_Data section_.
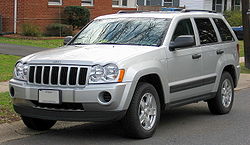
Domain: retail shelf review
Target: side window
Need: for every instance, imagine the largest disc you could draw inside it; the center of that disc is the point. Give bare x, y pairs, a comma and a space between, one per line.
225, 33
206, 31
184, 27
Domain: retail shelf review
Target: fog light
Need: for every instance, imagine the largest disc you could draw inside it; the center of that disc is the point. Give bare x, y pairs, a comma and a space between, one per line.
104, 97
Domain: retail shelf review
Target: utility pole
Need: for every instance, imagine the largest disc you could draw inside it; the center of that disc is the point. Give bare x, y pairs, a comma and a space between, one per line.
246, 26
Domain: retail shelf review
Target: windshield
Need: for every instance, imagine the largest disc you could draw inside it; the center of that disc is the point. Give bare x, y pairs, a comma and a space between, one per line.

_What you will do_.
Write out all of the material above again word for word, leaving out the picture.

_Task response_.
Domain: retail shelf review
Target: side window
Need: for every instance, imagine the largest disc you could draw inside it; the center of that disc is the point. Give bare x, y pairs, a comma and a space between, one per line.
225, 33
206, 31
184, 27
Domain: retail shelf review
Target: fog light
Need: for every instance, imagine the largest disc you could draw inside it; the center of that disc is the point. Give bare x, y pairs, a comma and a space between, one per line.
104, 97
Domain: retail shelf review
Target: utility pole
Need: for every instance, imagine the largest disc you could draw inside it; the center of that disc is the point. Give bare x, y pairs, a comma and a space between, one per line.
246, 26
Domain: retail shelf review
Target: windshield
Need: for every instance, imagine the largest disc you could draw inside it; the center of that disc is the point. Give bare x, y pairs, a comma and a space between, one per line.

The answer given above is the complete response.